■ Extracted text:
^^^^^^^^^^^^^^^^

- Directed by: Konstantin Buslov
- Written by: Denis Rodimin Yulia Idlis
- Produced by: Alexander Rodnyansky Sergei Melkumov
- Starring: Konstantin Khabensky Svetlana Khodchenkova Denis Shvedov
- Cinematography: Sergei Machilsky
- Production company: Non-Stop Production
- Distributed by: 20th Century Fox
- Release date: 10 April 2014;
- Running time: 90 minutes
- Country: Russia
- Language: Russian

= The Adventurers (2014 film) =

The Adventurers (Авантюристы) is a 2014 Russian adventure film directed by Konstantin Buslov.

The film's plot bears strong similarity to the 1967 film The Last Adventure.

==Plot==
Katya and Andrey arrive in Malta on the eve of their wedding and they coincidentally encounter Max in a diving center, a scuba diver and Katya's former fiancé. Max suggests that they all begin diving together. During one of the dives, Katya finds a fragment of a life jacket with the number of a German submarine from the time of the Second World War. After investigating, the guys find out that in 1942, members of the SS stole ancient Egyptian relics from the Maltese Order of Hospitallers, which should have been delivered to Germany. However the treasures failed to reach their destination. They decide that the drowned submarine must be somewhere around the Maltese beaches. Katya, Andrei and Max become immersed in the quest for treasure and a love triangle develops between them.

^^^^^^^^^^^^^^^^

■ Exercise data:

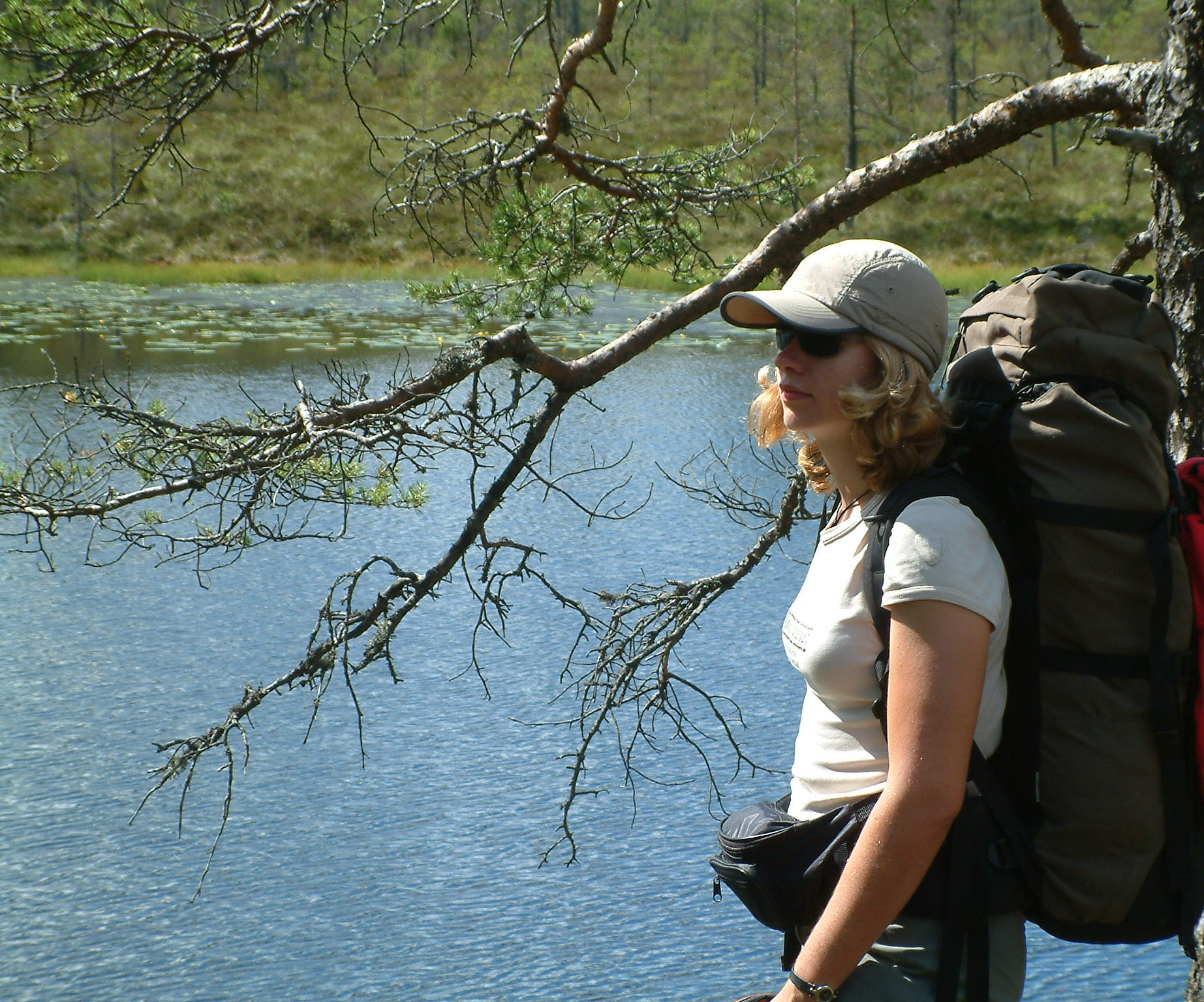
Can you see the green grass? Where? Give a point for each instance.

^^^^^^^^^^^^^^^^

■ To do:
1: From the article on The Adventurers, quote the stretch from "The film's plot" through "develops between them.".
2: According to the article on The Adventurers, which company distributed the film?
3: Continue the article on The Adventurers from where it stops.

■ Task answers:
1:
The film's plot bears strong similarity to the 1967 film The Last Adventure.

==Plot==
Katya and Andrey arrive in Malta on the eve of their wedding and they coincidentally encounter Max in a diving center, a scuba diver and Katya's former fiancé. Max suggests that they all begin diving together. During one of the dives, Katya finds a fragment of a life jacket with the number of a German submarine from the time of the Second World War. After investigating, the guys find out that in 1942, members of the SS stole ancient Egyptian relics from the Maltese Order of Hospitallers, which should have been delivered to Germany. However the treasures failed to reach their destination. They decide that the drowned submarine must be somewhere around the Maltese beaches. Katya, Andrei and Max become immersed in the quest for treasure and a love triangle develops between them.

2: 20th Century Fox

3:
==Cast==
- Konstantin Khabensky as Max
- Svetlana Khodchenkova as Katya
- Denis Shvedov as Andrei

==Production==
The picture was shot on location in Malta.

Svetlana Khodchenkova took courses on diving before the film. Konstantin Khabensky did scuba diving for many years.

During one scene Khabensky's gas cylinder was not filled with air which caused the actor to almost drown.